• **Provided text**:
================================
Scanning the following data matrix reproduces the bug: barcode

This bug sadly renders Google Vision barcode scanning useless for the mentioned use case.

Two suggested solutions:

  • accept other encodings than ASCII and UTF-8
  • provide access to the raw data through a byte array

dspoeri avatar Jan 10 '21 18:01 dspoeri

Just saw this and it is similar to an issue reported last year . I commented on that here https://github.com/googlesamples/mlkit/issues/44#issuecomment-632303060 Unfortunately meant the library just didnt work for our use cases.... Its a shame as its an excellent library otherwise....

I agree with the suggested solutions... it would be wonderful for the library to either support the ISO-8859-1 characterset as an option. Or else to provide access to the scanned data as a byte array without going through any character set conversions... Both options would allow reading of all barcodes

I noticed there was some new version com.google.firebase:firebase-ml-vision-barcode-model:16.1.2 released later in 2020 but havent had time to see if these provided that access...

GarryKelly avatar Jan 12 '21 15:01 GarryKelly

At least com.google.mlkit:barcode-scanning:16.1.0 contains barcode.rawBytes

Returns raw bytes as it was encoded in the barcode. Returns null if the raw bytes can not be determined.

so I think you can make return String(barcode.rawBytes, StandardCharsets.ISO_8859_1)

ivan200 avatar Jan 13 '21 10:01 ivan200

At least com.google.mlkit:barcode-scanning:16.1.0 contains barcode.rawBytes

Returns raw bytes as it was encoded in the barcode. Returns null if the raw bytes can not be determined.

so I think you can make return String(barcode.rawBytes, StandardCharsets.ISO_8859_1)

It doesn't help: rawBytes returns an array with 16 bytes representing the string Unknown encoding.

dspoeri avatar Jan 13 '21 14:01 dspoeri

Hi, we are working on a fix internally.

cs-googler avatar Apr 05 '21 17:04 cs-googler

so @cs-googler how is the internal fix going? How about letting the user specify the encoding via BarcodeScannerOptions?

pke avatar Mar 14 '23 15:03 pke
================================
• **Extracted material**:
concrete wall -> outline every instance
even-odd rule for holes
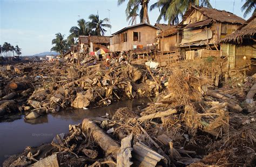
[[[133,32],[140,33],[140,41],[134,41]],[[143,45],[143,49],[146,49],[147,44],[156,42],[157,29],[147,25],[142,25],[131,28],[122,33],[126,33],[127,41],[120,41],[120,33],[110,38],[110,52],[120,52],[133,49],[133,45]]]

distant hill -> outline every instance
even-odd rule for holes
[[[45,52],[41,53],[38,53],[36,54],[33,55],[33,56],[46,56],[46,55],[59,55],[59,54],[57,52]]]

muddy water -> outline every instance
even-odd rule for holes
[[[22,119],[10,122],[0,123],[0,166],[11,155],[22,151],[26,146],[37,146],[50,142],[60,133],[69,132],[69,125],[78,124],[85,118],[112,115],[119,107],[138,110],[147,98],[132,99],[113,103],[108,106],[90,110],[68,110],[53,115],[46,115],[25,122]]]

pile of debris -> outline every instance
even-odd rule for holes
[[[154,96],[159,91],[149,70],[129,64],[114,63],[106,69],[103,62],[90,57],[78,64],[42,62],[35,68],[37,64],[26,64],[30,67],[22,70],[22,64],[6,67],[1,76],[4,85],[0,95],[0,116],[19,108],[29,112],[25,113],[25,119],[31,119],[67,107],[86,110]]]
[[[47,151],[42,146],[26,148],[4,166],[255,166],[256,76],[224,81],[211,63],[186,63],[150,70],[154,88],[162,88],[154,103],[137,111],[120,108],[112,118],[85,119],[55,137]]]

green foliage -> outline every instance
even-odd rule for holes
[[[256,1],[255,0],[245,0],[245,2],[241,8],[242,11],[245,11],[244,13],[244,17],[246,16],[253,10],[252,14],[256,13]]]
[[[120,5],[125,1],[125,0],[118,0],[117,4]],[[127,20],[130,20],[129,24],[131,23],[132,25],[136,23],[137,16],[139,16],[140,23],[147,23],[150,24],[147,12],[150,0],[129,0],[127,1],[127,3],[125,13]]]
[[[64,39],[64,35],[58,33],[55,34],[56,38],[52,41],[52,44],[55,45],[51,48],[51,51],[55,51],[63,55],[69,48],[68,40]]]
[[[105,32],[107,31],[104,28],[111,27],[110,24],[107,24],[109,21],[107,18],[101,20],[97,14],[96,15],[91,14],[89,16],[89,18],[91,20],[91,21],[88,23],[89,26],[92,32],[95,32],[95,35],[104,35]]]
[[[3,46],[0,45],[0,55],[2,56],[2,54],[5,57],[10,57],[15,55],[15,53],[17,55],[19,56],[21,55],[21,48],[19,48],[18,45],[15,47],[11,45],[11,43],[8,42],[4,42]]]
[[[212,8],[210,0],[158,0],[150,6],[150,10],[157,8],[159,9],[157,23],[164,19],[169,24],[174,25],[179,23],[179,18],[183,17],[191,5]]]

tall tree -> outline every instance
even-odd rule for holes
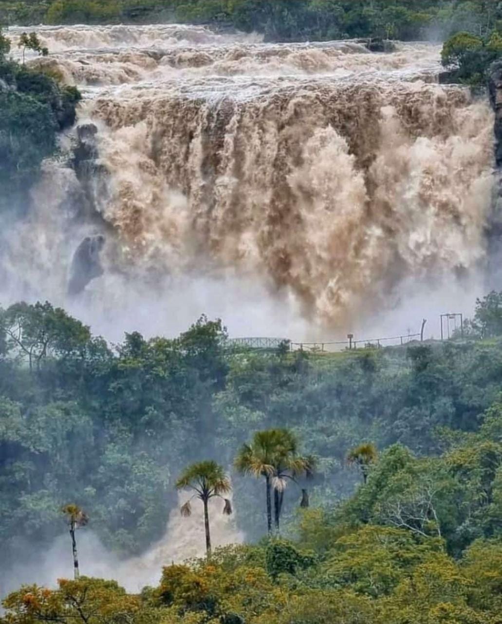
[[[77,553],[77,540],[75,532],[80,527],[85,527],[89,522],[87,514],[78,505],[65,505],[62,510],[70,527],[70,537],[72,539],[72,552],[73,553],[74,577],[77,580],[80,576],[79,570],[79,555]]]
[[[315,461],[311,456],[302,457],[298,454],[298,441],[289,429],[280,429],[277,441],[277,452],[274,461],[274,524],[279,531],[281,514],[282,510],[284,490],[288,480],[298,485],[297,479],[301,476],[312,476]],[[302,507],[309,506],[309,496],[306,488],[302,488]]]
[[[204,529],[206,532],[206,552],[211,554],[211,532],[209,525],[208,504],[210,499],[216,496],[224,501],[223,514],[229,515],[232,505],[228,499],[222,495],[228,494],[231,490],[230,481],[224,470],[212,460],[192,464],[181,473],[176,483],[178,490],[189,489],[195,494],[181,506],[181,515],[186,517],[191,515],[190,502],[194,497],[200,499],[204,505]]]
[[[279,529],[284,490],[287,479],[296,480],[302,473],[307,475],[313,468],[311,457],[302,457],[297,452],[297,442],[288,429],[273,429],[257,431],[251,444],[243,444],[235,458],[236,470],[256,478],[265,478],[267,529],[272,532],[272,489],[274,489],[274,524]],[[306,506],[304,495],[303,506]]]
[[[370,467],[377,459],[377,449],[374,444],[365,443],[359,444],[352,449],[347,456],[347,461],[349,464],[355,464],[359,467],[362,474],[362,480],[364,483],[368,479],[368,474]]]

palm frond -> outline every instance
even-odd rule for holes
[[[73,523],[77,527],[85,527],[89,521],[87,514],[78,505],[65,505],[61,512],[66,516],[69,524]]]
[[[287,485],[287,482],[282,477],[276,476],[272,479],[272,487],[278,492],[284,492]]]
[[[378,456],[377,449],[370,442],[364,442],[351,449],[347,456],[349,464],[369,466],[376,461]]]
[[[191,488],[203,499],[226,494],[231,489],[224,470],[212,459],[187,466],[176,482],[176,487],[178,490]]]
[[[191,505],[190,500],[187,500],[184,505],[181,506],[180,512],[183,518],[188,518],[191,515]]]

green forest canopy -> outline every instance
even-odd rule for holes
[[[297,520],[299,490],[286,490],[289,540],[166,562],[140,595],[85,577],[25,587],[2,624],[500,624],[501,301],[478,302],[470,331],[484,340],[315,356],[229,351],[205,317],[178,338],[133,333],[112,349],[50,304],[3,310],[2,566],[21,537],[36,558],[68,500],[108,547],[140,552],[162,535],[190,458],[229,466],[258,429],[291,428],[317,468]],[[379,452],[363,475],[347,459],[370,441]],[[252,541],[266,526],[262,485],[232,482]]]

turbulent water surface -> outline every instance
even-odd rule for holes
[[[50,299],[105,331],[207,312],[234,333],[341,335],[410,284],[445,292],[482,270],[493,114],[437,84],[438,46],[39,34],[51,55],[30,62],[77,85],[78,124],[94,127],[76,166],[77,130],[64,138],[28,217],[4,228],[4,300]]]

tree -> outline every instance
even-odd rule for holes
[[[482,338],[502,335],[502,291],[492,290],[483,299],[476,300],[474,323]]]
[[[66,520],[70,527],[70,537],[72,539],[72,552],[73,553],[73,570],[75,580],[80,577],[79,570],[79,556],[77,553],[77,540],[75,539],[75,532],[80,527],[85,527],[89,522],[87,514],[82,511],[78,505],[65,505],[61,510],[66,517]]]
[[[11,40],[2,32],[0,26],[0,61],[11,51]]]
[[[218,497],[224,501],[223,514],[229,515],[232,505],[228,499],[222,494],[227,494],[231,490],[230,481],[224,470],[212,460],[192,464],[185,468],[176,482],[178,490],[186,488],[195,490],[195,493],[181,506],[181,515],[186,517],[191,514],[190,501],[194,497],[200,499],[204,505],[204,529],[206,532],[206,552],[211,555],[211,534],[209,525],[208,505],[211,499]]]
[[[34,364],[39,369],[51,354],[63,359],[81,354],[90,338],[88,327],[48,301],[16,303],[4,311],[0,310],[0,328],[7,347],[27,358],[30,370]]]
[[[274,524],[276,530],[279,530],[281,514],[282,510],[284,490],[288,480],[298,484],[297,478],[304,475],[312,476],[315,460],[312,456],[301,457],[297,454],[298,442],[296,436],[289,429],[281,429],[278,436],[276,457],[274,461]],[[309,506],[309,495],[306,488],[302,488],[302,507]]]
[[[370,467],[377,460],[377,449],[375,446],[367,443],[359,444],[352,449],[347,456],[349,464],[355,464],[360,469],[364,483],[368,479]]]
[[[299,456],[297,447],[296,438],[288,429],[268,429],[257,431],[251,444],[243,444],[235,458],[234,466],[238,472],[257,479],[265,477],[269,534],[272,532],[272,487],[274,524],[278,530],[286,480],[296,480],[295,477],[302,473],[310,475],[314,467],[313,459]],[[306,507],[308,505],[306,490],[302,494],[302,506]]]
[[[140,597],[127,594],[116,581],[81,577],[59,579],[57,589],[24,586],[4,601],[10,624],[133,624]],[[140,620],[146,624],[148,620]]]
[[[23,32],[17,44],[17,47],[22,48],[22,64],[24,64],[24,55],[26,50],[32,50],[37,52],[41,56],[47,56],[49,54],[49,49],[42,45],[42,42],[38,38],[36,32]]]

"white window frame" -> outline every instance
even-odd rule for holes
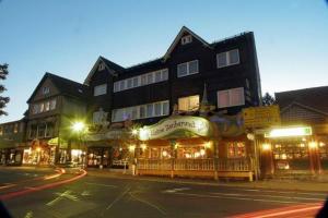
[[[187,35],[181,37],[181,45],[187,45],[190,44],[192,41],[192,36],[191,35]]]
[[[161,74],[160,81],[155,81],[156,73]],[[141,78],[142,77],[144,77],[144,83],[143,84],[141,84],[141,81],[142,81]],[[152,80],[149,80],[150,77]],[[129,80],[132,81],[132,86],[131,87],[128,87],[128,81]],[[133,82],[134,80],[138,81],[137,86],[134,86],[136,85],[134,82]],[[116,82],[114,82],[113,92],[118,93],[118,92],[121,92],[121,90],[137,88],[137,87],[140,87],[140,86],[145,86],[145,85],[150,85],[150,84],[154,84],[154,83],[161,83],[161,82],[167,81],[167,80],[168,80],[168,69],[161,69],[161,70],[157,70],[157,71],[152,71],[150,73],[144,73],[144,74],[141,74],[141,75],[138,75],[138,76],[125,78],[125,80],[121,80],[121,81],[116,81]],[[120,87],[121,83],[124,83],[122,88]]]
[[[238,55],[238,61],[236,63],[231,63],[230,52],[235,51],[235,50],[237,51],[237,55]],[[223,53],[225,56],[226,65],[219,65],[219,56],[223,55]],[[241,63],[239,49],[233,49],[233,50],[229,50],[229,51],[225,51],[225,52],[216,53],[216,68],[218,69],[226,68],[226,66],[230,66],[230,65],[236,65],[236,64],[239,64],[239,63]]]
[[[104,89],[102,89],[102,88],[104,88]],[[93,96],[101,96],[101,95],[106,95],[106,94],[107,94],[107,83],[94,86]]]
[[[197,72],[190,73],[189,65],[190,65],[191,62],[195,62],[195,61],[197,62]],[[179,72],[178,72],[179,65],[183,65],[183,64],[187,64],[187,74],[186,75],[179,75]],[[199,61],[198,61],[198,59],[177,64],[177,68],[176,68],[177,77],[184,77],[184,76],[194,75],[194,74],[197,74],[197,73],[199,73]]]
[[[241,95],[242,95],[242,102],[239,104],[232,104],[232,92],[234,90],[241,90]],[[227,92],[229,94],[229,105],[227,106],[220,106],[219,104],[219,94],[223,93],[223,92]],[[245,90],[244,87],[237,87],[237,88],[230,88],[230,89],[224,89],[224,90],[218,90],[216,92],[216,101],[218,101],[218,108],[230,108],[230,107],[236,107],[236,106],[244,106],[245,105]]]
================================
• **Problems to work on**:
1 > Rewrite the barcode thread between "dspoeri avatar Jan 10" and "provided that access...", inclusive, swapping "library" for "SDK".
2 > How many lines of the listing contain the word "every"? Give only the number.

• **Answers for the exercise**:
1 >
dspoeri avatar Jan 10 '21 18:01 dspoeri

Just saw this and it is similar to an issue reported last year . I commented on that here https://github.com/googlesamples/mlkit/issues/44#issuecomment-632303060 Unfortunately meant the SDK just didnt work for our use cases.... Its a shame as its an excellent SDK otherwise....

I agree with the suggested solutions... it would be wonderful for the SDK to either support the ISO-8859-1 characterset as an option. Or else to provide access to the scanned data as a byte array without going through any character set conversions... Both options would allow reading of all barcodes

I noticed there was some new version com.google.firebase:firebase-ml-vision-barcode-model:16.1.2 released later in 2020 but havent had time to see if these provided that access...

2 > 11